- _AIM_
Copy out the final stretch of the listing: the line that contains "Task: point out every instance of the curly" and all lines after it, exactly as they appear.

- _SUPPLIED RECORDS_
● ● ● ●
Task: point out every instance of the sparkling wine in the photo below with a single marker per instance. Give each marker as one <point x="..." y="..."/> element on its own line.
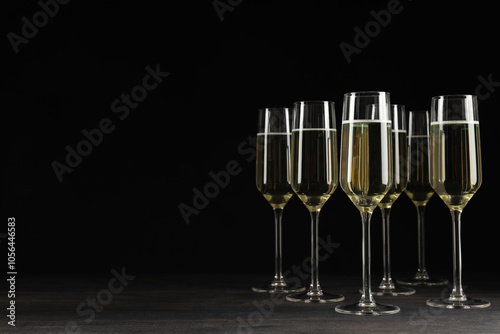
<point x="314" y="165"/>
<point x="273" y="168"/>
<point x="455" y="161"/>
<point x="366" y="169"/>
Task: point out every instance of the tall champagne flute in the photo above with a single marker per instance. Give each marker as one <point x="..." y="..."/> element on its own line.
<point x="366" y="176"/>
<point x="314" y="177"/>
<point x="401" y="172"/>
<point x="419" y="190"/>
<point x="455" y="175"/>
<point x="273" y="180"/>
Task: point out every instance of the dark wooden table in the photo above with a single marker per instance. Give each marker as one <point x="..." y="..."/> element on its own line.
<point x="219" y="303"/>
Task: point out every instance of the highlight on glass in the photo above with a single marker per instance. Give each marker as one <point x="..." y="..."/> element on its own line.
<point x="400" y="158"/>
<point x="273" y="181"/>
<point x="420" y="191"/>
<point x="366" y="175"/>
<point x="455" y="175"/>
<point x="314" y="177"/>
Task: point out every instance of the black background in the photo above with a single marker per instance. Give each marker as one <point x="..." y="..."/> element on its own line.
<point x="120" y="205"/>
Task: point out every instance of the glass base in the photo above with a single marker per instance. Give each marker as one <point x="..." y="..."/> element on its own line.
<point x="396" y="291"/>
<point x="278" y="288"/>
<point x="468" y="303"/>
<point x="308" y="297"/>
<point x="367" y="309"/>
<point x="423" y="281"/>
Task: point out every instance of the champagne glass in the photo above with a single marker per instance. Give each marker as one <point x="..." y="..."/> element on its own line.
<point x="455" y="175"/>
<point x="366" y="176"/>
<point x="400" y="180"/>
<point x="419" y="190"/>
<point x="273" y="180"/>
<point x="314" y="177"/>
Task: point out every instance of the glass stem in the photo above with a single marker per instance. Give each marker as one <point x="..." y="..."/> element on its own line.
<point x="457" y="293"/>
<point x="315" y="288"/>
<point x="386" y="280"/>
<point x="366" y="297"/>
<point x="278" y="260"/>
<point x="422" y="272"/>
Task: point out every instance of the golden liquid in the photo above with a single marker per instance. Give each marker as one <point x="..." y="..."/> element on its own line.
<point x="366" y="162"/>
<point x="400" y="168"/>
<point x="273" y="168"/>
<point x="455" y="161"/>
<point x="419" y="189"/>
<point x="314" y="166"/>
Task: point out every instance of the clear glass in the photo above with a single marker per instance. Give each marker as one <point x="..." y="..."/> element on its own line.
<point x="273" y="180"/>
<point x="366" y="175"/>
<point x="455" y="175"/>
<point x="314" y="177"/>
<point x="400" y="181"/>
<point x="419" y="190"/>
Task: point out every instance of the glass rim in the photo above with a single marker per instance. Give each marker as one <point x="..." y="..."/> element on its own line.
<point x="313" y="101"/>
<point x="270" y="108"/>
<point x="453" y="96"/>
<point x="367" y="93"/>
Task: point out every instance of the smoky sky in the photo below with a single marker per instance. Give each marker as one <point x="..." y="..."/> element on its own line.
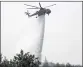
<point x="63" y="30"/>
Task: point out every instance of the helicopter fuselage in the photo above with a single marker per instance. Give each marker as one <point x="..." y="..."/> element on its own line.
<point x="42" y="11"/>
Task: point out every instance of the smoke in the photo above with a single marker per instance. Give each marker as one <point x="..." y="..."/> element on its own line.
<point x="32" y="38"/>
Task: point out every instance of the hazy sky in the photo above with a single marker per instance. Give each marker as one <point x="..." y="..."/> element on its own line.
<point x="63" y="30"/>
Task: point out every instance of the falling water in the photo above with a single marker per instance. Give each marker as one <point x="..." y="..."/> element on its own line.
<point x="33" y="36"/>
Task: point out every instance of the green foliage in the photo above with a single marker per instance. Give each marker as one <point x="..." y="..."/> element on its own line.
<point x="21" y="60"/>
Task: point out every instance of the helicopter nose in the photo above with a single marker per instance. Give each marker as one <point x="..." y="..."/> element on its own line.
<point x="48" y="11"/>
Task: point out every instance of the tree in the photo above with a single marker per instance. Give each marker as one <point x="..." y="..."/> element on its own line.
<point x="21" y="60"/>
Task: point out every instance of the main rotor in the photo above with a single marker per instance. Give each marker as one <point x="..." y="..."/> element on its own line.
<point x="35" y="7"/>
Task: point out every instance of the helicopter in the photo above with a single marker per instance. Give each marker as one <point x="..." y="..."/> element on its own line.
<point x="42" y="10"/>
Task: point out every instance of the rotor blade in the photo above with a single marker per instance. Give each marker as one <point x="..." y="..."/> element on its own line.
<point x="39" y="4"/>
<point x="31" y="6"/>
<point x="50" y="5"/>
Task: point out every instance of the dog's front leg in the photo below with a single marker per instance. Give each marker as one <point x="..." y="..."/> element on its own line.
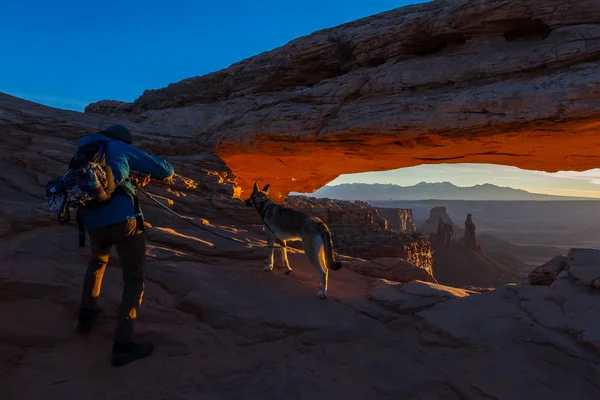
<point x="284" y="260"/>
<point x="271" y="245"/>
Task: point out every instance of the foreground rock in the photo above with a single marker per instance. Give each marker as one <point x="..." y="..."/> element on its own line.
<point x="392" y="269"/>
<point x="519" y="86"/>
<point x="226" y="329"/>
<point x="547" y="273"/>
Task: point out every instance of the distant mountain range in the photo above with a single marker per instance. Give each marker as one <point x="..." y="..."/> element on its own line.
<point x="431" y="191"/>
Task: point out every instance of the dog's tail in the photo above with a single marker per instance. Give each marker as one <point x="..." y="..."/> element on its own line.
<point x="328" y="245"/>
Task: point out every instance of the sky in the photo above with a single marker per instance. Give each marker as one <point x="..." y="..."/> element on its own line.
<point x="67" y="54"/>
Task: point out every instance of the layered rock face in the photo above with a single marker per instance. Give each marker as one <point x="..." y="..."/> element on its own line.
<point x="359" y="231"/>
<point x="223" y="328"/>
<point x="469" y="240"/>
<point x="39" y="141"/>
<point x="519" y="86"/>
<point x="462" y="262"/>
<point x="399" y="219"/>
<point x="437" y="215"/>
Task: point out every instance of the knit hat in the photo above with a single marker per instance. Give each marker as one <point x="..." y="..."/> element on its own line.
<point x="118" y="132"/>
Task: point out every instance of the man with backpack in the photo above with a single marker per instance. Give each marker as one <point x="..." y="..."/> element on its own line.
<point x="116" y="221"/>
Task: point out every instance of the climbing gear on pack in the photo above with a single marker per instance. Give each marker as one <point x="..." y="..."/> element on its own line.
<point x="88" y="183"/>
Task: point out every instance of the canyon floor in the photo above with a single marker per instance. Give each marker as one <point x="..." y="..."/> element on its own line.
<point x="224" y="328"/>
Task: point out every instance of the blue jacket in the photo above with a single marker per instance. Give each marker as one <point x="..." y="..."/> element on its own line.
<point x="122" y="158"/>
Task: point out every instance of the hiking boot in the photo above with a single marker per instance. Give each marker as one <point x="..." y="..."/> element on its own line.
<point x="86" y="320"/>
<point x="124" y="353"/>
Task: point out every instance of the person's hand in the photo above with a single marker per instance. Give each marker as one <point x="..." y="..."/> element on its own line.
<point x="146" y="180"/>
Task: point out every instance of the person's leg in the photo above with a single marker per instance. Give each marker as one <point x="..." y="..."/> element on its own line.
<point x="131" y="248"/>
<point x="100" y="247"/>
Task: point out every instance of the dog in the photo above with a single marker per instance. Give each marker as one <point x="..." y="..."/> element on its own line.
<point x="281" y="224"/>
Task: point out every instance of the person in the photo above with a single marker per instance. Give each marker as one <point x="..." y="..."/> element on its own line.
<point x="119" y="222"/>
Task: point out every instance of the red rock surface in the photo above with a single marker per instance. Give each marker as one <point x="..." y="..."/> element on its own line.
<point x="226" y="329"/>
<point x="503" y="82"/>
<point x="358" y="231"/>
<point x="399" y="219"/>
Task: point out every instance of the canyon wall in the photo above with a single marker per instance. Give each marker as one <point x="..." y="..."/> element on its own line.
<point x="358" y="231"/>
<point x="504" y="82"/>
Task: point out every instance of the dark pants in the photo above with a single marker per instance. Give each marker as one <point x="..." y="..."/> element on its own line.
<point x="131" y="248"/>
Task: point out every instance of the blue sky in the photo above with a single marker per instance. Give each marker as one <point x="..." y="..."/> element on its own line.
<point x="68" y="54"/>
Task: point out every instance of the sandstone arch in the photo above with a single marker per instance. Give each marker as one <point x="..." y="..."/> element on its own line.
<point x="503" y="82"/>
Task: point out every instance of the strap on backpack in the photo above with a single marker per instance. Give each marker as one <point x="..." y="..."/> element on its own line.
<point x="80" y="227"/>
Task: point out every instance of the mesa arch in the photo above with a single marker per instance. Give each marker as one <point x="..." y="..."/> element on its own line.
<point x="503" y="82"/>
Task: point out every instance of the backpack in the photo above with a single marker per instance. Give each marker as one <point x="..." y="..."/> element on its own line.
<point x="88" y="183"/>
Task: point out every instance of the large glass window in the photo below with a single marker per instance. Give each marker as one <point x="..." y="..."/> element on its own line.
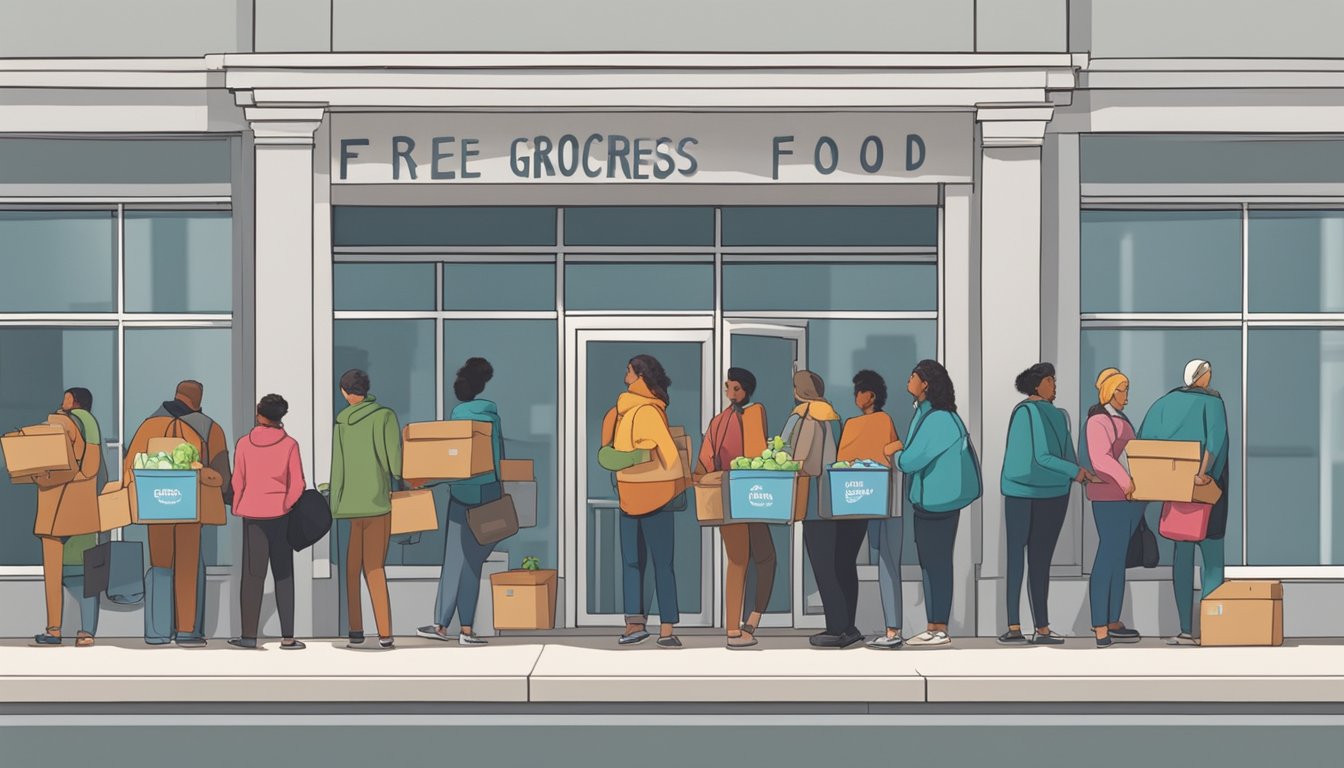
<point x="1173" y="261"/>
<point x="1289" y="453"/>
<point x="58" y="261"/>
<point x="172" y="310"/>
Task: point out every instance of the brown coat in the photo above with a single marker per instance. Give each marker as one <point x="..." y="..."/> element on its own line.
<point x="67" y="502"/>
<point x="214" y="495"/>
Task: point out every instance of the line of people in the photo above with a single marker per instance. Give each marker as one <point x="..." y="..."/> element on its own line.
<point x="261" y="488"/>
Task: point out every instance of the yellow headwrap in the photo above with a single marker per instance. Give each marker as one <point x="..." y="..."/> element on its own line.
<point x="1108" y="382"/>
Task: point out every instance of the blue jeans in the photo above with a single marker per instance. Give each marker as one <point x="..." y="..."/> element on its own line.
<point x="645" y="538"/>
<point x="889" y="535"/>
<point x="1116" y="526"/>
<point x="71" y="576"/>
<point x="460" y="580"/>
<point x="1183" y="574"/>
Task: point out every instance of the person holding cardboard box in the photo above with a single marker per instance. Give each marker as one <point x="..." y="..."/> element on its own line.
<point x="366" y="457"/>
<point x="1117" y="517"/>
<point x="1039" y="466"/>
<point x="944" y="478"/>
<point x="67" y="505"/>
<point x="649" y="486"/>
<point x="1195" y="413"/>
<point x="464" y="556"/>
<point x="175" y="548"/>
<point x="741" y="431"/>
<point x="268" y="482"/>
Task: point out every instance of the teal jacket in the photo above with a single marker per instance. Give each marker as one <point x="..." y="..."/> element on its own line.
<point x="1039" y="462"/>
<point x="933" y="463"/>
<point x="473" y="490"/>
<point x="366" y="456"/>
<point x="1191" y="414"/>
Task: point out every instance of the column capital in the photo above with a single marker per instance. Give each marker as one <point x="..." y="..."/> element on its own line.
<point x="285" y="124"/>
<point x="1014" y="124"/>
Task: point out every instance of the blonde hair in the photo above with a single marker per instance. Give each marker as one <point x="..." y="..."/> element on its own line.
<point x="1108" y="382"/>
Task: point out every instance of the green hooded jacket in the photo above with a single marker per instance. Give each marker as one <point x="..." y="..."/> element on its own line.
<point x="366" y="456"/>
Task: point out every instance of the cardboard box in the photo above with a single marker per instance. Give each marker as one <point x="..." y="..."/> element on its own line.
<point x="414" y="511"/>
<point x="523" y="599"/>
<point x="1163" y="470"/>
<point x="36" y="449"/>
<point x="446" y="449"/>
<point x="708" y="499"/>
<point x="516" y="471"/>
<point x="1243" y="613"/>
<point x="113" y="507"/>
<point x="164" y="496"/>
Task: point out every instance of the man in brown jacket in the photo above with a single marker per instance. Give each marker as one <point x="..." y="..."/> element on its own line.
<point x="67" y="502"/>
<point x="176" y="546"/>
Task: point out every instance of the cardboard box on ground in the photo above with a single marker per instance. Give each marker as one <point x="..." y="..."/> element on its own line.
<point x="524" y="599"/>
<point x="1243" y="613"/>
<point x="1165" y="471"/>
<point x="446" y="449"/>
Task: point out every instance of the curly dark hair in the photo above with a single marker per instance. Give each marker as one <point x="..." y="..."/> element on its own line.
<point x="472" y="378"/>
<point x="1028" y="381"/>
<point x="651" y="370"/>
<point x="274" y="408"/>
<point x="745" y="378"/>
<point x="941" y="396"/>
<point x="871" y="381"/>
● ● ● ●
- _FINISHED TASK_
Task: point out every instance of the curly dark hair in the photo above with a single marker per instance. Give each marker as one <point x="..." y="..."/> element on its own line.
<point x="472" y="378"/>
<point x="1028" y="381"/>
<point x="651" y="370"/>
<point x="274" y="408"/>
<point x="745" y="378"/>
<point x="941" y="396"/>
<point x="871" y="381"/>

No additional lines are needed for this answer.